#### [What you will do]
1. In the abstract about rilpivirine in pregnancy, what dose of rilpivirine were the enrolled women receiving?
2. In the abstract about rilpivirine in pregnancy, recast the paragraph beginning "METHODS: Human immunodeficiency virus" as a short bulleted list that keeps its main facts.
3. Continue the abstract about rilpivirine in pregnancy from the end of its methods paragraph.

Olayemi Osiyemi1, Salih Yasin2, Carmen Zorrilla3, Ceyhun Bicer4, Vera Hillewaert5, Kimberley Brown6, Herta M Crauwels5.   

Abstract

INTRODUCTION: Physiologic changes during pregnancy may impact the pharmacokinetics of drugs. In addition, efficacy and safety/tolerability concerns have been identified for some antiretroviral agents.
METHODS: Human immunodeficiency virus (HIV)-1-infected pregnant women (18-26 weeks gestation) receiving the non-nucleoside reverse transcriptase inhibitor rilpivirine 25 mg once daily were enrolled in this phase 3b, open-label study examining the impact of pregnancy on the pharmacokinetics of rilpivirine when it is given in combination with other antiretroviral agents. Blood samples (collected over the 24-h dosing interval) to assess total and unbound rilpivirine plasma concentrations were obtained during the second and third trimesters (24-28 and 34-38 weeks gestation, respectively) and 6-12 weeks postpartum. Pharmacokinetic parameters were derived using noncompartmental analysis and compared (pregnancy versus postpartum) using linear mixed effects modeling. Antiviral and immunologic response and safety were assessed.

#### [Data supplied]
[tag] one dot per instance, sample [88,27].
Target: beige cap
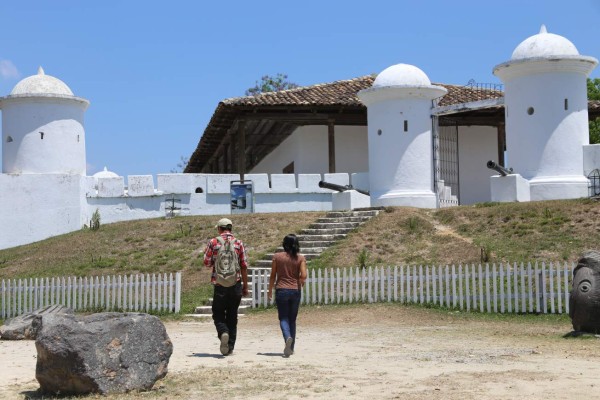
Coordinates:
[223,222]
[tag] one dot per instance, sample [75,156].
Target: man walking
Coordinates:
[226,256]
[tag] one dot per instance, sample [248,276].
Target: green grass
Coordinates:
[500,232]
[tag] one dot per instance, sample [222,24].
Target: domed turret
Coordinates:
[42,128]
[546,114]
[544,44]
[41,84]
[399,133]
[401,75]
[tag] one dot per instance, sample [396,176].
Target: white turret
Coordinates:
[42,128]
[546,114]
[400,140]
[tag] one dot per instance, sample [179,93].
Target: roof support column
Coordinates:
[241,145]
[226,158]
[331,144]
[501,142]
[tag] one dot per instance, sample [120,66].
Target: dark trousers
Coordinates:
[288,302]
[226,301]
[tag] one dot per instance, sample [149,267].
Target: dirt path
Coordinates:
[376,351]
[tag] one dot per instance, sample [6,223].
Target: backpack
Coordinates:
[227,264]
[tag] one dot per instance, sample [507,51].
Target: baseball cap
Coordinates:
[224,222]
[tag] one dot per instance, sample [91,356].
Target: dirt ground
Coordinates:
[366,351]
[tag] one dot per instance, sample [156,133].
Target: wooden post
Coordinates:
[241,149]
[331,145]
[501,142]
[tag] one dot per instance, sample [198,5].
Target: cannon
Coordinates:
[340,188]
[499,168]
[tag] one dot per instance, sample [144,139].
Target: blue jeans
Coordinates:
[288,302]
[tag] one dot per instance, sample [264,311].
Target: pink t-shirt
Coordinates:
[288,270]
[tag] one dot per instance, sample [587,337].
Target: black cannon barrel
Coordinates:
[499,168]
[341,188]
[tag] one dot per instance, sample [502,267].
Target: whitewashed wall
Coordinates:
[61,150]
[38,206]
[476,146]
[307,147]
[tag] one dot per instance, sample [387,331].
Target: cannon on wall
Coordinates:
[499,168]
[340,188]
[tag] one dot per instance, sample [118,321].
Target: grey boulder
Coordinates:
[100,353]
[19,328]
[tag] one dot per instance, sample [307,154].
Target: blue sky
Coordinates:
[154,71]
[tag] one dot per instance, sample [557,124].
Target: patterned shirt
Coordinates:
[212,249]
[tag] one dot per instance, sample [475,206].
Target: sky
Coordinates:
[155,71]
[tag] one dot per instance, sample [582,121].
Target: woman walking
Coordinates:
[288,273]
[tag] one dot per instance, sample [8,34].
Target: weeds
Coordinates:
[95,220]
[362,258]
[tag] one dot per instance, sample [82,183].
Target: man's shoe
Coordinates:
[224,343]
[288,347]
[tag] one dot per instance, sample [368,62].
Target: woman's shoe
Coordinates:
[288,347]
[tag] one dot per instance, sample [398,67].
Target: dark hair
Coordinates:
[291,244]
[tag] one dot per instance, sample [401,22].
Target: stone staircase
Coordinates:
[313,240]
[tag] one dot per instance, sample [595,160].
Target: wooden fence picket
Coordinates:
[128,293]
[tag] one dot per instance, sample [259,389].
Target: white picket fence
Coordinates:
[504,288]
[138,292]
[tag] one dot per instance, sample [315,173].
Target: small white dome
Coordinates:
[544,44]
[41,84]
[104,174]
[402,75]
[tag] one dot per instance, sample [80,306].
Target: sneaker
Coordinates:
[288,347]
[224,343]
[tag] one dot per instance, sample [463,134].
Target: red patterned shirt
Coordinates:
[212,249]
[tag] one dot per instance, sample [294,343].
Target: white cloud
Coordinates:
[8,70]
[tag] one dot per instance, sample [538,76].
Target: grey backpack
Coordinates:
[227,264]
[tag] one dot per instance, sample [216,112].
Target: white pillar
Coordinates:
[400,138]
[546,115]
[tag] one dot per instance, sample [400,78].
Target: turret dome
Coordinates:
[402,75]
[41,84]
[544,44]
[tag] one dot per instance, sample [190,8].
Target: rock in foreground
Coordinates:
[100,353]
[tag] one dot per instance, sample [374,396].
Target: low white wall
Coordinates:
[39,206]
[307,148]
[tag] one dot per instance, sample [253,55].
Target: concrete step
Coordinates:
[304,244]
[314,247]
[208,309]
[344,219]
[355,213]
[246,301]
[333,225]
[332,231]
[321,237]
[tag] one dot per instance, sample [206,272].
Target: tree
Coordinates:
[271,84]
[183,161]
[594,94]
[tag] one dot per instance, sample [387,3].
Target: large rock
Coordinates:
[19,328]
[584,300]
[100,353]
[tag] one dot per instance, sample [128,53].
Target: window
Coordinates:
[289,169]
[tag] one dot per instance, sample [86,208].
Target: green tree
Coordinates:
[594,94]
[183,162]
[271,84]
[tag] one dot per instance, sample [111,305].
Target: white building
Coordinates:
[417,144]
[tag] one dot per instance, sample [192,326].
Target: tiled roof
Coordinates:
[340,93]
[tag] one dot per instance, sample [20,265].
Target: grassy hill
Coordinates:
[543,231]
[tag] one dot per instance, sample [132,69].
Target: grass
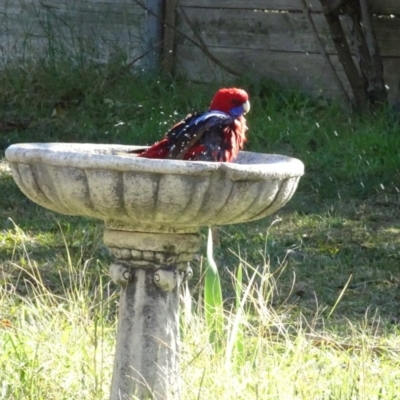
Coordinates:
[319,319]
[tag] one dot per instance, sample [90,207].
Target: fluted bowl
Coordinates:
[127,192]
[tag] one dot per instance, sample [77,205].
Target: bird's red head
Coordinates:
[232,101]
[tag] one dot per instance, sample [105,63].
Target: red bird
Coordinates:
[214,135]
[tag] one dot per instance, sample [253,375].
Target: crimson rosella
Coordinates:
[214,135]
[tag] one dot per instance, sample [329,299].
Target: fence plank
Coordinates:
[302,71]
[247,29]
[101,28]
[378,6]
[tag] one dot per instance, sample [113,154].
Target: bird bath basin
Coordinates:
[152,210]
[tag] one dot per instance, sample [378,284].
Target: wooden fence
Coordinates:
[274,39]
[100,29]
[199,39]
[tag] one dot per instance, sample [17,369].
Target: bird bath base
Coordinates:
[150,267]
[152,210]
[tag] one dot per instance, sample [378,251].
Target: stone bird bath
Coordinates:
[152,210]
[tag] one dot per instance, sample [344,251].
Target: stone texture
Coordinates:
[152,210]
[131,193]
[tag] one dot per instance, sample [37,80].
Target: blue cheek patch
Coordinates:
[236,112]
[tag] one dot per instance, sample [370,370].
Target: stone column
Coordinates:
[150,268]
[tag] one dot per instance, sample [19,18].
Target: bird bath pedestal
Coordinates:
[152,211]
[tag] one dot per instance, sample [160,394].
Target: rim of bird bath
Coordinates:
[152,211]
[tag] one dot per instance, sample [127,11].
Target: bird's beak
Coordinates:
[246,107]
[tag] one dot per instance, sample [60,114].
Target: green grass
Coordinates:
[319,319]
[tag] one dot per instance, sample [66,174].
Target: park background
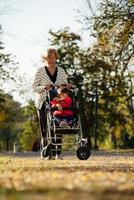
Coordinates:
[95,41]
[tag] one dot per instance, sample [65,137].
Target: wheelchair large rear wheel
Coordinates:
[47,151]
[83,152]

==

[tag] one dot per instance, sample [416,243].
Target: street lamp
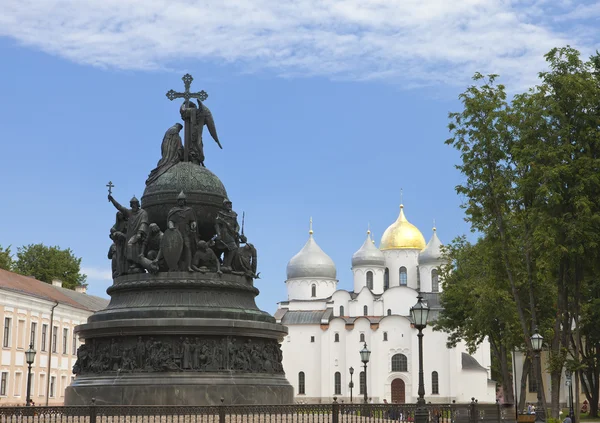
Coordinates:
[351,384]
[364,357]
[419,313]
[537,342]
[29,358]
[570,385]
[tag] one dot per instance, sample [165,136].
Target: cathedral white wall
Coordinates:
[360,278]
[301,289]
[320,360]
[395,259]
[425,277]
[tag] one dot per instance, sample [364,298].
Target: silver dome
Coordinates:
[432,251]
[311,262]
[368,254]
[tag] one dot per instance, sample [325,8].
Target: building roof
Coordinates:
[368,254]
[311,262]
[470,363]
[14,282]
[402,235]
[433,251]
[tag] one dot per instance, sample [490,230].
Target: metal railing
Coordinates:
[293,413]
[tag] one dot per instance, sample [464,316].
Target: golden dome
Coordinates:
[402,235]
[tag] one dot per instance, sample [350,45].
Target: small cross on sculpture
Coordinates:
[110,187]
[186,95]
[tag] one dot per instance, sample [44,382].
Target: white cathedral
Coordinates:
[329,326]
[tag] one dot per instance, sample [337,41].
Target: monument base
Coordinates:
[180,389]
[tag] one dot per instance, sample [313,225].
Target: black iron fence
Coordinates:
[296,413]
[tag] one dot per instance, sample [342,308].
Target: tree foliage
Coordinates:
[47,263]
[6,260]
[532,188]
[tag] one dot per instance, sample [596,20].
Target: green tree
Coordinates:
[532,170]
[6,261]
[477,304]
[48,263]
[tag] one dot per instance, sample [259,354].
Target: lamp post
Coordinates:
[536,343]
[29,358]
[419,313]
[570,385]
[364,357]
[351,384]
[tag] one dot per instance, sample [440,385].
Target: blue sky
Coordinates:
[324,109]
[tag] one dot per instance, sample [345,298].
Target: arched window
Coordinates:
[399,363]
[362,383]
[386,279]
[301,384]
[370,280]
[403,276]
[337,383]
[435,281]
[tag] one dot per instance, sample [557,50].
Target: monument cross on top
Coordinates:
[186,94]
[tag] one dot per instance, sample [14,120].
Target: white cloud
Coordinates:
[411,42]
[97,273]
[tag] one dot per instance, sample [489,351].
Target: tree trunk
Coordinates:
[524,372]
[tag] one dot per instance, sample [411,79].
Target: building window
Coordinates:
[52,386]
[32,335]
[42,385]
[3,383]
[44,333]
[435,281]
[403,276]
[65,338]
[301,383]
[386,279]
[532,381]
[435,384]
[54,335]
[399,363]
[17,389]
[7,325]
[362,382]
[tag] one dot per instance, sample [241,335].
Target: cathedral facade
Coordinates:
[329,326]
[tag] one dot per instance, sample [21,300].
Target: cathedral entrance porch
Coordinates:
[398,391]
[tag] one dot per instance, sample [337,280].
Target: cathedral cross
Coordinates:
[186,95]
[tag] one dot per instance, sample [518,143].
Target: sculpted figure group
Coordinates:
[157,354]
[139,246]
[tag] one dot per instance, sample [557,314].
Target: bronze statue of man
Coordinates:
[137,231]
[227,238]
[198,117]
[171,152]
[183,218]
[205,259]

==

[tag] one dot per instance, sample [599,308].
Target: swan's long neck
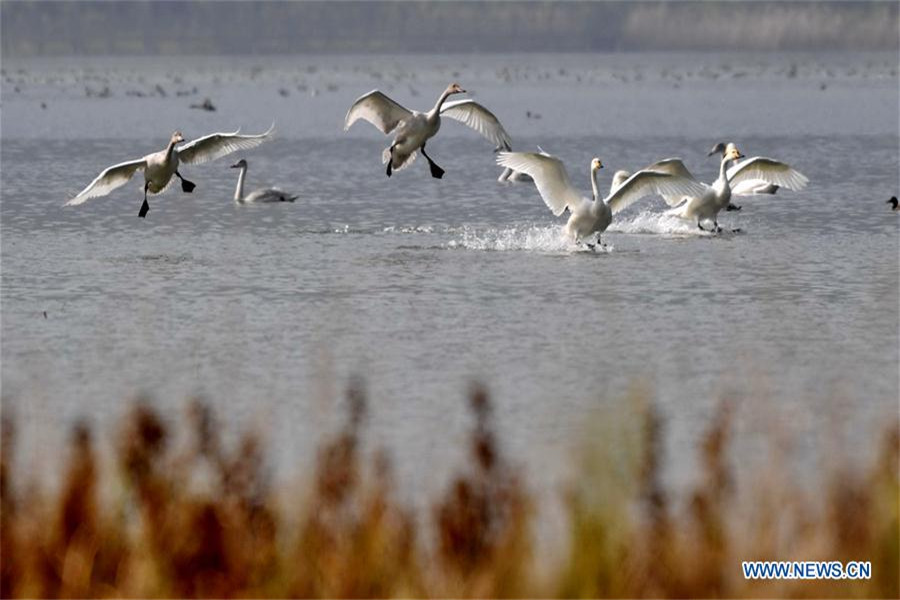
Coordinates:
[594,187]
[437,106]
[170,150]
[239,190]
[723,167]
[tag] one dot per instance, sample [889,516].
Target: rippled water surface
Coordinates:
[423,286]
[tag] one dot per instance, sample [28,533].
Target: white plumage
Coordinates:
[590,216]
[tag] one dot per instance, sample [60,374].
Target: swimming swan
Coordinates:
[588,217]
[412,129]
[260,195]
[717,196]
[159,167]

#### [Answer set]
1. 25 mg once daily.

2.
- Participants were HIV-1-infected pregnant women at 18-26 weeks gestation taking rilpivirine 25 mg once daily with other antiretroviral agents.
- It was a phase 3b, open-label study of how pregnancy affects rilpivirine pharmacokinetics.
- Blood samples were collected over the 24-hour dosing interval to measure total and unbound rilpivirine plasma concentrations.
- Sampling took place in the second trimester (24-28 weeks), the third trimester (34-38 weeks) and 6-12 weeks postpartum.
- Pharmacokinetic parameters came from noncompartmental analysis and were compared between pregnancy and postpartum using linear mixed effects modeling.
- Antiviral and immunologic response and safety were also assessed.

3.
RESULTS: Nineteen women were enrolled; 15 had evaluable pharmacokinetic results. Total rilpivirine exposure was 29-31% lower during pregnancy versus postpartum; differences were less pronounced for unbound (pharmacodynamically active) rilpivirine. At study entry, 12/19 (63.2%) women were virologically suppressed; 10/12 (83.3%) women were suppressed at the postpartum visit. Twelve infants were born to the 12 women who completed the study (7 discontinued); no perinatal viral transmission was observed among 10 infants with available data. Rilpivirine was generally safe and well tolerated in women and infants exposed in utero.
CONCLUSION: Despite decreased rilpivirine exposure during pregnancy, treatment was effective in preventing mother-to-child transmission and suppressing HIV-1 RNA in pregnant women. Results suggest that rilpivirine 25 mg once daily, as part of individualized combination antiretroviral therapy, may be an appropriate option for HIV-1-infected pregnant women. TRIAL REGISTRATION: ClinicalTrials.gov Identifier, NCT00855335.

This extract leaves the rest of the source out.